## WORK ORDER A
For each statement marked (i), (ii) and (iii), decide whether the Solar Foods article supports it. Answer yes or no, and quote the words from the article that decide it.
(i) Solar Foods received €2 million in funding from Lifeline Ventures.
(ii) The company expects commercial protein production to start by 2025.
(iii) The company has announced plans for a home bioreactor.
## WORK ORDER B
Answer these questions from the Solar Foods article, one line per answer and marked the same way.
(i) Which university did the researchers come from?
(ii) Which organization is Solar Foods teaming up with to build a bioreactor for Mars?
(iii) Which two products does the article say made it to grocery store shelves?
## WORK ORDER C
Echo the part of the Solar Foods article that opens with the words containing "While the idea" and closes with "a few years.", copying it character for character.

There’s no doubt that our world’s food supply faces big challenges. With myriad problems ranging from soil erosion to climate change, there is increasing stress on a global food system to figure out how to feed a rapidly growing world population.
And those are just the challenges we face here on Earth. Even bigger difficulties await future space travelers trying to explore and inhabit far off places like Mars where there is currently no food system whatsoever.
So with all these challenges – on earth and in space – wouldn’t it be great to invent some gizmo that makes food out of thin air? Well, the good news is that’s exactly what a startup from Finland is working to do.
Last year, we wrote about how researchers from Lappeenranta University of Technology (LUT) had figured out how to create a single cell protein using only water, electricity, carbon dioxide and small organisms obtained from the environment. This year, the same group of researchers founded a company called Solar Foods, received €2 million in funding from Lifeline Ventures, and is now teaming up with the European Space Agency to create a bioreactor that can make food on Mars. The company has indicated it expects commercial protein production to start by 2021.
From the release:
“The conditions in Mars colonies are very different from those on Earth, but they have sunshine, and there are huge amounts of carbon dioxide in the planet’s atmosphere,” says Kimmo Isbjörnssund, Manager, ESA Business Incubation Centre Finland. “The pioneering technology of Solar Foods enables a new way of producing food even in closed spaces. We assume that ingredients available at the Mars base can be used with the new technology.”
While the idea of a food machine to feed future space civilizations is exciting, a bioreactor to feed people here on earth has much bigger potential implications in the near-term. If the technology results in commercial or even consumer products that can produce food cheaply, bioreactors would be a completely new form of food production that doesn’t put stress on our existing systems. The idea of low-cost bioreactors dispersed in food-stressed areas ten to fifteen years from now seems fairly reachable, particularly if the company expects to commercialize their research into working bioreactors in just a few years.
Could a company like Solar Foods to create a bioreactor for home use? While the company hasn’t given any hints on future consumer products, history has shown us that everyday products developed for space travel often find their way into consumer homes. Products like Tang and freeze dried ice cream eventually made it to grocery store shelves, so why not expect to see a countertop version of a bioreactor next to our microwave someday?
And who knows, maybe we’ll even include a home bioreactor in the Spoon’s holiday gift guide of 2030.

## AVAILABLE DATA
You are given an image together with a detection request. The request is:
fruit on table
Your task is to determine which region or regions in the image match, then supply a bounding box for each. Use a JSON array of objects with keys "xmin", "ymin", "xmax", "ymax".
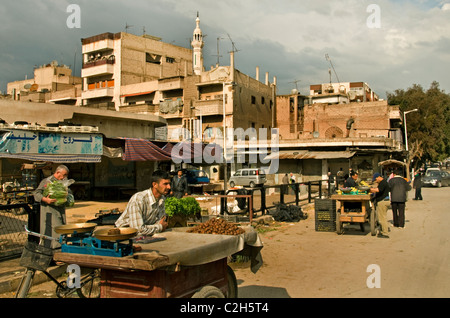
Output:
[{"xmin": 187, "ymin": 218, "xmax": 244, "ymax": 235}]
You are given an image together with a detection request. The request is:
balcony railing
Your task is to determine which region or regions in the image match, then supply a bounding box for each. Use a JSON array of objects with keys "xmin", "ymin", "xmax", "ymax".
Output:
[
  {"xmin": 194, "ymin": 97, "xmax": 223, "ymax": 116},
  {"xmin": 83, "ymin": 58, "xmax": 116, "ymax": 68}
]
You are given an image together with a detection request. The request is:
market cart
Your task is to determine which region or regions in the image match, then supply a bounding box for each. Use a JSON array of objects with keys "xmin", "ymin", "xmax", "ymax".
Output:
[
  {"xmin": 54, "ymin": 227, "xmax": 262, "ymax": 298},
  {"xmin": 331, "ymin": 194, "xmax": 377, "ymax": 235}
]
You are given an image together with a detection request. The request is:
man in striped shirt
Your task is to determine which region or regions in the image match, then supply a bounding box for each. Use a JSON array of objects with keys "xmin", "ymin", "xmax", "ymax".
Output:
[{"xmin": 115, "ymin": 170, "xmax": 170, "ymax": 236}]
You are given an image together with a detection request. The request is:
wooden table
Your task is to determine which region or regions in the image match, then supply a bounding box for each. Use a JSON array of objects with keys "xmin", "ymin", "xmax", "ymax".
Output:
[
  {"xmin": 54, "ymin": 231, "xmax": 259, "ymax": 298},
  {"xmin": 331, "ymin": 194, "xmax": 376, "ymax": 235}
]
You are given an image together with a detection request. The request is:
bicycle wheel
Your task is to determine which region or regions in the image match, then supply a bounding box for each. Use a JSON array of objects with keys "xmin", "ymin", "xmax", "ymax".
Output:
[
  {"xmin": 15, "ymin": 268, "xmax": 36, "ymax": 298},
  {"xmin": 77, "ymin": 269, "xmax": 100, "ymax": 298}
]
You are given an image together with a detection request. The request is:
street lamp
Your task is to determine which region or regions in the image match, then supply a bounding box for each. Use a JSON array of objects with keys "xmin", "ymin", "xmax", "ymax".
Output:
[
  {"xmin": 222, "ymin": 81, "xmax": 236, "ymax": 194},
  {"xmin": 191, "ymin": 106, "xmax": 203, "ymax": 143},
  {"xmin": 403, "ymin": 108, "xmax": 418, "ymax": 151}
]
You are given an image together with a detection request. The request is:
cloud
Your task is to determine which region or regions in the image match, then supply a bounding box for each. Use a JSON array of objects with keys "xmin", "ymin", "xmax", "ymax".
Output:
[{"xmin": 0, "ymin": 0, "xmax": 450, "ymax": 97}]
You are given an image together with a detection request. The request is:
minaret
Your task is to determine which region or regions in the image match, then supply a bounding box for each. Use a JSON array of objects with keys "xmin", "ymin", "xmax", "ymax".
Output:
[{"xmin": 191, "ymin": 12, "xmax": 205, "ymax": 75}]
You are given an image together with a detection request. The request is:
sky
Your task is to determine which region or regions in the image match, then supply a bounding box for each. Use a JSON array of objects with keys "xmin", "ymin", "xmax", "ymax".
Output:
[{"xmin": 0, "ymin": 0, "xmax": 450, "ymax": 98}]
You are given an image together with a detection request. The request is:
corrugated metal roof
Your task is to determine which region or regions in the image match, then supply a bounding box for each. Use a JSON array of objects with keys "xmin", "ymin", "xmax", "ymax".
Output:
[{"xmin": 264, "ymin": 150, "xmax": 356, "ymax": 160}]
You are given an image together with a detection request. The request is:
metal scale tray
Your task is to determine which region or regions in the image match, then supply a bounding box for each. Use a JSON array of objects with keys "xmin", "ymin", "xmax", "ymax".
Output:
[{"xmin": 55, "ymin": 223, "xmax": 137, "ymax": 257}]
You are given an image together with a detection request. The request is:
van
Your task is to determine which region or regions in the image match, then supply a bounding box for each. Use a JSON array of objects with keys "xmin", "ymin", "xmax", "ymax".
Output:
[{"xmin": 230, "ymin": 168, "xmax": 267, "ymax": 188}]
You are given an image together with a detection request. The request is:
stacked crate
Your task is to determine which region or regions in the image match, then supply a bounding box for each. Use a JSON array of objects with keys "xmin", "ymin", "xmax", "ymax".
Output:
[{"xmin": 314, "ymin": 198, "xmax": 336, "ymax": 232}]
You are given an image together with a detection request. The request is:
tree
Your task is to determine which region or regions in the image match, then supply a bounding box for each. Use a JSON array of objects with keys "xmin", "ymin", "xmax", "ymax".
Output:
[{"xmin": 387, "ymin": 81, "xmax": 450, "ymax": 168}]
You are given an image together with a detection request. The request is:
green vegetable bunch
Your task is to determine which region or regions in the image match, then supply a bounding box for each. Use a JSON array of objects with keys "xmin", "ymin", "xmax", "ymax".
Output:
[
  {"xmin": 43, "ymin": 180, "xmax": 75, "ymax": 206},
  {"xmin": 165, "ymin": 197, "xmax": 201, "ymax": 217}
]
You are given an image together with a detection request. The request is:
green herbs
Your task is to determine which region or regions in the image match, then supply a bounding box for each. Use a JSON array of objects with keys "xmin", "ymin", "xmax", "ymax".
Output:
[
  {"xmin": 43, "ymin": 180, "xmax": 75, "ymax": 206},
  {"xmin": 165, "ymin": 197, "xmax": 201, "ymax": 217}
]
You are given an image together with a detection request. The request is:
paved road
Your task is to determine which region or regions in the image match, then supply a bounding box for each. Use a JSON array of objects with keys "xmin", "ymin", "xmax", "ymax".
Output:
[
  {"xmin": 0, "ymin": 187, "xmax": 450, "ymax": 298},
  {"xmin": 235, "ymin": 187, "xmax": 450, "ymax": 298}
]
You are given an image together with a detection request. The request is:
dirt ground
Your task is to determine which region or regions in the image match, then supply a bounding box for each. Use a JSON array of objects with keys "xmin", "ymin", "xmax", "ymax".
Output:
[{"xmin": 0, "ymin": 187, "xmax": 450, "ymax": 298}]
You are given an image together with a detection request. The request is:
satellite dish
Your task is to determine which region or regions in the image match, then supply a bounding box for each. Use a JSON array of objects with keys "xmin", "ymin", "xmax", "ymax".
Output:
[{"xmin": 348, "ymin": 91, "xmax": 356, "ymax": 99}]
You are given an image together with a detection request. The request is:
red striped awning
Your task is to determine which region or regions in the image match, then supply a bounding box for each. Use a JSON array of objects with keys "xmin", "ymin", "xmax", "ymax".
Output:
[{"xmin": 123, "ymin": 138, "xmax": 172, "ymax": 161}]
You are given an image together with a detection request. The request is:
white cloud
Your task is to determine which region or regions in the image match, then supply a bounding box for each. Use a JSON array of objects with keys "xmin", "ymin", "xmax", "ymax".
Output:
[{"xmin": 0, "ymin": 0, "xmax": 450, "ymax": 95}]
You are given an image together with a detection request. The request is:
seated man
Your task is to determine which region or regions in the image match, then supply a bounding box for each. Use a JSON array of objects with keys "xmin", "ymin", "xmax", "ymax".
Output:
[
  {"xmin": 115, "ymin": 170, "xmax": 170, "ymax": 235},
  {"xmin": 344, "ymin": 171, "xmax": 358, "ymax": 188}
]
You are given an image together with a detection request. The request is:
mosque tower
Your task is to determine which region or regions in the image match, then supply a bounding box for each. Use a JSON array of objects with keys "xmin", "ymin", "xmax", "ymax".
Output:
[{"xmin": 191, "ymin": 12, "xmax": 205, "ymax": 75}]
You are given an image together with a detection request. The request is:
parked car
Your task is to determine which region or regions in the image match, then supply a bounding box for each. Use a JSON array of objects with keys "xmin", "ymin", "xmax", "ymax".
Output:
[
  {"xmin": 183, "ymin": 169, "xmax": 210, "ymax": 186},
  {"xmin": 422, "ymin": 168, "xmax": 450, "ymax": 188},
  {"xmin": 229, "ymin": 168, "xmax": 267, "ymax": 188}
]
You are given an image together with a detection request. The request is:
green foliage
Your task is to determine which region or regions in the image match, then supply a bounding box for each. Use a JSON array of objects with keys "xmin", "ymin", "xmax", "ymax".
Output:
[
  {"xmin": 165, "ymin": 197, "xmax": 201, "ymax": 217},
  {"xmin": 387, "ymin": 82, "xmax": 450, "ymax": 164},
  {"xmin": 43, "ymin": 180, "xmax": 71, "ymax": 206}
]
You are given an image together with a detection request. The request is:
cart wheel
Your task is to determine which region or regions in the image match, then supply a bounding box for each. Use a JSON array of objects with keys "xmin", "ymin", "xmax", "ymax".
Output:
[
  {"xmin": 370, "ymin": 209, "xmax": 377, "ymax": 236},
  {"xmin": 192, "ymin": 286, "xmax": 225, "ymax": 298},
  {"xmin": 336, "ymin": 211, "xmax": 342, "ymax": 234},
  {"xmin": 227, "ymin": 265, "xmax": 237, "ymax": 298}
]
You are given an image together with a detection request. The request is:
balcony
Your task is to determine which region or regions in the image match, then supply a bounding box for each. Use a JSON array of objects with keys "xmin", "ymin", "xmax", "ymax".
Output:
[
  {"xmin": 194, "ymin": 97, "xmax": 223, "ymax": 116},
  {"xmin": 81, "ymin": 87, "xmax": 114, "ymax": 99},
  {"xmin": 81, "ymin": 59, "xmax": 115, "ymax": 78}
]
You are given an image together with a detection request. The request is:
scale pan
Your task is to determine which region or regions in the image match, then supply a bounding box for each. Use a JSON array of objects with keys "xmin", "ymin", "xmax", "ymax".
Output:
[
  {"xmin": 54, "ymin": 223, "xmax": 97, "ymax": 234},
  {"xmin": 93, "ymin": 227, "xmax": 137, "ymax": 241}
]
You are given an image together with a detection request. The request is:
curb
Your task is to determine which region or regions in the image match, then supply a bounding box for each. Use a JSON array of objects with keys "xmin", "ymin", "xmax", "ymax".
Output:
[{"xmin": 0, "ymin": 265, "xmax": 67, "ymax": 293}]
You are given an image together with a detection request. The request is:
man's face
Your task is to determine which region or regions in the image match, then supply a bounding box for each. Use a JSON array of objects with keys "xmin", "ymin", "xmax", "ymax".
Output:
[
  {"xmin": 54, "ymin": 170, "xmax": 68, "ymax": 180},
  {"xmin": 153, "ymin": 179, "xmax": 170, "ymax": 195}
]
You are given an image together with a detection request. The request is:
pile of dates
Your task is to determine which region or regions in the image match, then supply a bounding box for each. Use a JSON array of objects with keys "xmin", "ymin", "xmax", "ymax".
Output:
[{"xmin": 187, "ymin": 218, "xmax": 245, "ymax": 235}]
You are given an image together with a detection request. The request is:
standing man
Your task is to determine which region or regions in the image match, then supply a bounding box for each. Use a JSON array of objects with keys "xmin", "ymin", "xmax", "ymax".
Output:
[
  {"xmin": 115, "ymin": 170, "xmax": 170, "ymax": 236},
  {"xmin": 413, "ymin": 171, "xmax": 423, "ymax": 200},
  {"xmin": 344, "ymin": 170, "xmax": 358, "ymax": 188},
  {"xmin": 33, "ymin": 165, "xmax": 69, "ymax": 248},
  {"xmin": 281, "ymin": 173, "xmax": 289, "ymax": 194},
  {"xmin": 389, "ymin": 170, "xmax": 411, "ymax": 229},
  {"xmin": 370, "ymin": 172, "xmax": 390, "ymax": 238},
  {"xmin": 170, "ymin": 169, "xmax": 188, "ymax": 199}
]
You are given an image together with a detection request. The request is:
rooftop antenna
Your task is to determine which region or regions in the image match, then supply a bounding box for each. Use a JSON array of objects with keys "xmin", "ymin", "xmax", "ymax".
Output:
[
  {"xmin": 325, "ymin": 53, "xmax": 341, "ymax": 84},
  {"xmin": 125, "ymin": 22, "xmax": 133, "ymax": 33},
  {"xmin": 289, "ymin": 80, "xmax": 301, "ymax": 90},
  {"xmin": 213, "ymin": 36, "xmax": 223, "ymax": 65},
  {"xmin": 227, "ymin": 33, "xmax": 240, "ymax": 52}
]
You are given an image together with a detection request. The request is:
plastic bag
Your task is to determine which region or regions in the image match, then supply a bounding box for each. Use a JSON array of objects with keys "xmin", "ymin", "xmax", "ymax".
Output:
[{"xmin": 43, "ymin": 179, "xmax": 75, "ymax": 206}]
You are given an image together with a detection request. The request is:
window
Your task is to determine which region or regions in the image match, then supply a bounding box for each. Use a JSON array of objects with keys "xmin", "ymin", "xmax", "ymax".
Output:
[{"xmin": 145, "ymin": 53, "xmax": 161, "ymax": 64}]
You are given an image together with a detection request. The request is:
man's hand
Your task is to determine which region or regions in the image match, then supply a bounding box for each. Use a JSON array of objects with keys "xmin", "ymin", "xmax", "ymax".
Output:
[
  {"xmin": 159, "ymin": 216, "xmax": 169, "ymax": 232},
  {"xmin": 42, "ymin": 195, "xmax": 56, "ymax": 204}
]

## REPLY A
(i) Yes: "received €2 million in funding from Lifeline Ventures"
(ii) No: "expects commercial protein production to start by 2021"
(iii) No: "the company hasn’t given any hints on future consumer products"

## REPLY B
(i) Lappeenranta University of Technology (LUT)
(ii) The European Space Agency
(iii) Tang and freeze dried ice cream

## REPLY C
While the idea of a food machine to feed future space civilizations is exciting, a bioreactor to feed people here on earth has much bigger potential implications in the near-term. If the technology results in commercial or even consumer products that can produce food cheaply, bioreactors would be a completely new form of food production that doesn’t put stress on our existing systems. The idea of low-cost bioreactors dispersed in food-stressed areas ten to fifteen years from now seems fairly reachable, particularly if the company expects to commercialize their research into working bioreactors in just a few years.